Text segment
_ _ _ _

This is the best book of nursery rhymes I have ever seen. The verses are original and get you through an entire day with a toddler or preschooler, and the illustrations of two little kids and their harried parents are charmingly old-fashioned. From waking up in the morning to going to sleep at bedtime -- it is all covered here. A bonus -- a this-little-piggy rhyme with lines for all 10 toes! My children are all grown up and yet I can recite it still. My old paperback is in shreds and when I recently found a like new, not ex-library, SIGNED edition for $50 on Alibris, you can bet I bought it! Please, someone -- republish this masterpiece!
I'm giving this book 1099 stars, thereby erasing any bad reviews that will ever come its way.
At the same time agreeing with those negative reviews. Both the content and illustrations in this book would be unacceptable to modern kid-lit reader (a demographic diminishing so rapidly, I doubt the kid-lit publishing industry notices it anymore).
My kids are in their twenties. The only reason I'm now thinking of this book is that I was recently talking to someone about poems we have memorized. I told her I don't have any poems memorized. But after some thought, I realized, that isn't quite true. Not that there's a lot of Keats or Elliot or Plath running around in my brain. But I do remember The Owl and the Pussycat, a fair amount of Milne, and this:
Handy dandy, maple candy, which hand do you choose? Hand with something in, you win; the other hand you lose.
Handy dandy, maple candy, Which hand do you pick? Dilly dally, shilly shally, Choose on and be quick!
No AP English test bribed me to remember this. It just stuck in my head. The words sound good. And introduces little kids to the idea that, sometimes, the hand you pick is going to be empty. You're going to get it wrong. You're not always going to get the candy. You're going to have to deal.
Unfortunately / fortunately, when I KonMaried my stuff last year, I lost this book. Holding it actually did give my a "frisson of joy," but I also figured this was a book that should go to actual children. So I gave it away.
But I'm still messing with my brain, trying to pull up poems. Here's one I only partially remember:
Once upon a time there was an old goat. He found a silver dollar in the lining of his coat. He went to the store, just to see what he could find, and he hemmed, and he hawed, till he made up his mind.
At last he chose a silver cup, and a nipper of nance to fill it up. But as he carried it to his chair, he tripped and went flying down the stairs.
No more chair, no more cup; silver dollar all used up.
No more money left to spend. No more story left. The end!
Some of this is wrong, I'm sure of it. The part about the stairs especially, eeeeesh... The "carried it to his chair" bit is definitely wrong. I was wracking my brain to pull up even this much!
Maybe it went more like:
But as he brought it up to bed, He tripped and he fell and he broke his head.
Yes. Yes, I'm pretty much sure that's at least closer. I remember there being at least one line that was pretty damn violent.

_ _ _ _

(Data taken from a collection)
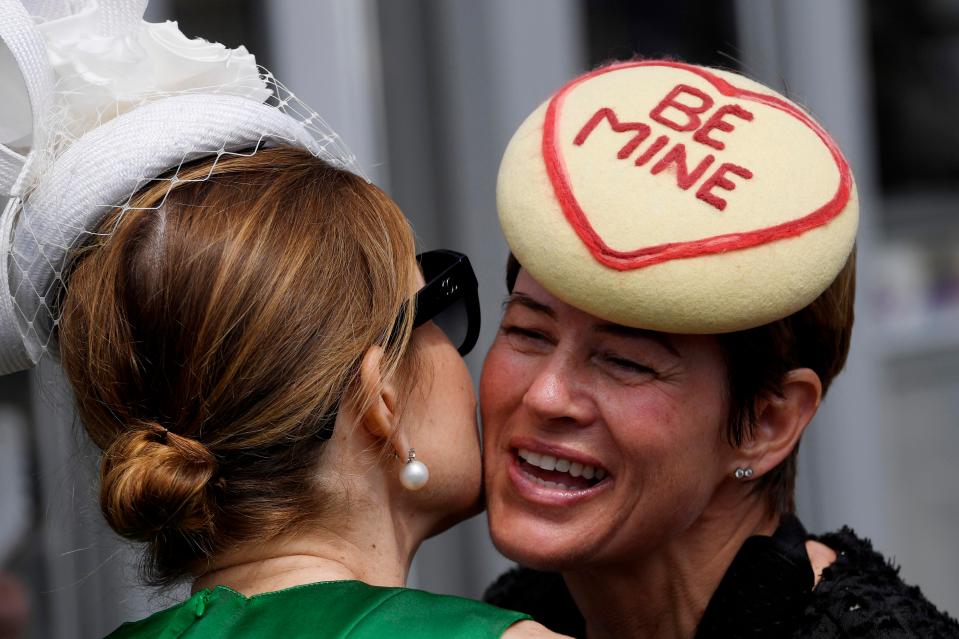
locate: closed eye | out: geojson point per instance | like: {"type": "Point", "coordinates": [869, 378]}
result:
{"type": "Point", "coordinates": [629, 365]}
{"type": "Point", "coordinates": [526, 338]}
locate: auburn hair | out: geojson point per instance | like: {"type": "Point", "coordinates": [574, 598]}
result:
{"type": "Point", "coordinates": [210, 329]}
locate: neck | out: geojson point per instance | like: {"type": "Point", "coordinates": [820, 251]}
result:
{"type": "Point", "coordinates": [374, 541]}
{"type": "Point", "coordinates": [665, 592]}
{"type": "Point", "coordinates": [310, 559]}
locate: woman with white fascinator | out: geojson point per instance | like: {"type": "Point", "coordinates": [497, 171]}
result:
{"type": "Point", "coordinates": [274, 379]}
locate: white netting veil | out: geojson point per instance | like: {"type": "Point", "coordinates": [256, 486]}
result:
{"type": "Point", "coordinates": [98, 105]}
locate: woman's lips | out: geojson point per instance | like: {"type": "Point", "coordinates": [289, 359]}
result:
{"type": "Point", "coordinates": [554, 487]}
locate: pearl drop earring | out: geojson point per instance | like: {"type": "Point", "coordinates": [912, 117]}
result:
{"type": "Point", "coordinates": [414, 473]}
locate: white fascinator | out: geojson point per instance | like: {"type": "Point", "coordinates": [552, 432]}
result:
{"type": "Point", "coordinates": [97, 104]}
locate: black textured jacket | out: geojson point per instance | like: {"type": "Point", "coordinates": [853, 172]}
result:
{"type": "Point", "coordinates": [767, 592]}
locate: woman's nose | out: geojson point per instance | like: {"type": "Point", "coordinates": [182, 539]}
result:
{"type": "Point", "coordinates": [555, 394]}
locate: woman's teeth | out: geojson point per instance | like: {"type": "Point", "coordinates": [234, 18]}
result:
{"type": "Point", "coordinates": [548, 462]}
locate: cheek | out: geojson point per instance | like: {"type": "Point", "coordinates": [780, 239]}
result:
{"type": "Point", "coordinates": [497, 387]}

_ _ _ _

Exercise brief
According to the nursery rhyme book review, how much did the reviewer pay for the signed edition found on Alibris? The data has no connection to the text.

Solution for this exercise
The reviewer paid $50.